(STATED GOAL) Write out, word for word, the lines starting at the one that contains "Locate every instance of the sky" and ending with the final line below.

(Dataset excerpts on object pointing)
(begin)

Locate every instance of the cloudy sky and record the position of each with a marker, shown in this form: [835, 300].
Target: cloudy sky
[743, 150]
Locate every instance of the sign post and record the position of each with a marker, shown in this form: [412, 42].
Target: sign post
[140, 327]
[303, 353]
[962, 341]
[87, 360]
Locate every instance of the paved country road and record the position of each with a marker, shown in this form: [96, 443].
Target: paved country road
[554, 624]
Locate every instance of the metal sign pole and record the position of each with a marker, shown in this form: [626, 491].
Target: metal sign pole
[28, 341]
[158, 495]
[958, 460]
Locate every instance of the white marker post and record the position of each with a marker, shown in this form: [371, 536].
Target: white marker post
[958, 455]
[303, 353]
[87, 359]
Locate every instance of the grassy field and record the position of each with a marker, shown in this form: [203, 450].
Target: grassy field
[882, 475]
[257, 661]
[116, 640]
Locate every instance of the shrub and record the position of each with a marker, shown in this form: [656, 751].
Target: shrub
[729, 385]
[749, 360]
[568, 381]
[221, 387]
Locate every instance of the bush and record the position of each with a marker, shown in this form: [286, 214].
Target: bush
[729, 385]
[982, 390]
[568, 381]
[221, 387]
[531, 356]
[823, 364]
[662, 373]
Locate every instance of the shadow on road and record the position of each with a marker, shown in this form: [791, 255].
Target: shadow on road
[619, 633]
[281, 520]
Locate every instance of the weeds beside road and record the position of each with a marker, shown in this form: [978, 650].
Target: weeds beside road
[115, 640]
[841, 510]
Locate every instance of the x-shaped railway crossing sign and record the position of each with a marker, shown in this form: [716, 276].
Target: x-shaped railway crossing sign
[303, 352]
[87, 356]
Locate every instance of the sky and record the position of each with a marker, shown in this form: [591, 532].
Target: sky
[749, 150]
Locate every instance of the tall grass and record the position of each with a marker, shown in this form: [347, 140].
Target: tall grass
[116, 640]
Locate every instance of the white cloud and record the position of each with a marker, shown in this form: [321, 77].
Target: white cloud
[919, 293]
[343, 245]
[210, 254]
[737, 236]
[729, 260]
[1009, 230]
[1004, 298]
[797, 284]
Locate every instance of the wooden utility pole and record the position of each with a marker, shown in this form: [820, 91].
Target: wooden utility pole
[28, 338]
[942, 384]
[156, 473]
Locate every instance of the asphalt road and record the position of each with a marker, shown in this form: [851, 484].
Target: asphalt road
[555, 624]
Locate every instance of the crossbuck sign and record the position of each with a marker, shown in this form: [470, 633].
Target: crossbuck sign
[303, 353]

(end)

(WORKED ANSWER)
Locate every instance of the sky and record the position of each with a marker, shown in this form: [591, 532].
Target: sky
[749, 150]
Locate every instance of the tall grass and record the position of each with a marker, shown in this form: [347, 140].
Target: tall grass
[116, 640]
Locate every instance of the white cloud and record the position of each with a marker, shown in this form: [321, 77].
Target: white cloud
[919, 293]
[343, 245]
[210, 254]
[737, 236]
[729, 260]
[1009, 230]
[1004, 298]
[797, 284]
Locate every instance of the wooden utility pole and record the position of each with a marker, shown in this form: [820, 91].
Target: wooden utility pole
[28, 338]
[942, 384]
[156, 473]
Locate every instance of the asphalt road and record the position of each with a marker, shown in this form: [851, 484].
Target: asphalt road
[555, 624]
Locate every instance of the crossbuck sign and record the position of each with a marker, shown in this form: [470, 633].
Target: crossbuck sign
[303, 353]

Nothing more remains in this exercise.